STATED PROBLEM: Rewrite the part of the court opinion starting at "MANUEL LOPEZ, Appellee" and ending at "the default judgment.", putting "uphold" in place of "affirm".

EXTRACT:
::::::::::

Opinion filed January 19, 2012
In The
Eleventh Court of Appeals
__________
No. 11-10-00015-CV
__________
BLS DEVELOPMENT, LLC, Appellant
V.
MANUEL LOPEZ, Appellee
On Appeal from the 250th District Court
Travis County, Texas
Trial Court Cause No. D-1-GN-09-001672
OPINION
This is a restricted appeal from a no-answer default judgment entered against BLS
Development, LLC. See TEX. R. APP. P. 30. Because we do not find error on the face of the
record, we affirm the default judgment.
Manuel Lopez sued BLS for failing to pay for labor and materials provided to BLS for a
construction project. Pursuant to the allegations in Lopez’s original petition, the district clerk
issued citation on BLS by serving its registered agent, Blake Byram, at 5910 Bold Ruler Way,
Austin, Texas 78746. The process server’s affidavit was filed with the trial court. In his
affidavit, he stated that he attempted to deliver the citation at the registered address but that the
property was vacant. He then attempted to deliver the citation to another address, but the
registered agent was ―reportedly out of the country for a few weeks.‖ The process server
continued to attempt delivery at the second address on three separate occasions within the same
week. He was unsuccessful and recommended service upon the secretary of state. Another
process server delivered duplicates of the citation and the original petition to the citations clerk
of the secretary of state, as stated on the return of service.

::::::::::

INFORMATION SHOWN:

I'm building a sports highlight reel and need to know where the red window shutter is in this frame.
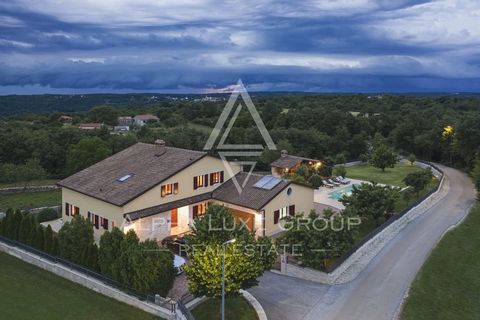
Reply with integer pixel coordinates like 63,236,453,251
173,182,178,194
288,205,295,217
192,206,198,219
273,210,280,224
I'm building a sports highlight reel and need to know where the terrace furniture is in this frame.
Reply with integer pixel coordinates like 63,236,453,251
327,179,340,187
339,176,352,184
333,177,350,184
322,180,335,188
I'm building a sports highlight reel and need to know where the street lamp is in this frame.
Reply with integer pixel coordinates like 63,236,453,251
220,239,237,320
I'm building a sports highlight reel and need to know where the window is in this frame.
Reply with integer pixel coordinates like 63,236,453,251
193,174,208,190
192,202,207,219
65,202,80,217
273,205,295,224
88,211,109,230
160,182,178,198
210,171,223,185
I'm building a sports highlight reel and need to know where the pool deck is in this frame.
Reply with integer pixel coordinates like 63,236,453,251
314,178,368,213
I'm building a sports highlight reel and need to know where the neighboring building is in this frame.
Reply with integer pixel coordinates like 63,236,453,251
133,114,159,127
270,150,322,177
113,126,130,132
58,115,73,122
118,117,133,126
79,122,103,130
58,143,314,240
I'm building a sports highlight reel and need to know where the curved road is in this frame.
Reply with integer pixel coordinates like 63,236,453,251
249,165,475,320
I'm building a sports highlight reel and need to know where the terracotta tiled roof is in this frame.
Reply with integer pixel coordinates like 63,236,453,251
270,155,318,168
58,143,206,206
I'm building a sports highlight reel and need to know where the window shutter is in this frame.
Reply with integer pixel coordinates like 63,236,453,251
288,205,295,217
173,182,178,194
192,206,198,219
273,210,280,224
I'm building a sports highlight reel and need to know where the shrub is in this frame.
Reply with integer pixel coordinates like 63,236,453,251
36,208,60,223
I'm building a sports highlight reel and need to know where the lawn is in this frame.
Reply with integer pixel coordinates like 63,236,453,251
346,163,421,187
0,253,156,320
402,204,480,320
0,190,62,210
192,297,258,320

::::::::::

FINISHED ANSWER:
MANUEL LOPEZ, Appellee
On Appeal from the 250th District Court
Travis County, Texas
Trial Court Cause No. D-1-GN-09-001672
OPINION
This is a restricted appeal from a no-answer default judgment entered against BLS
Development, LLC. See TEX. R. APP. P. 30. Because we do not find error on the face of the
record, we uphold the default judgment.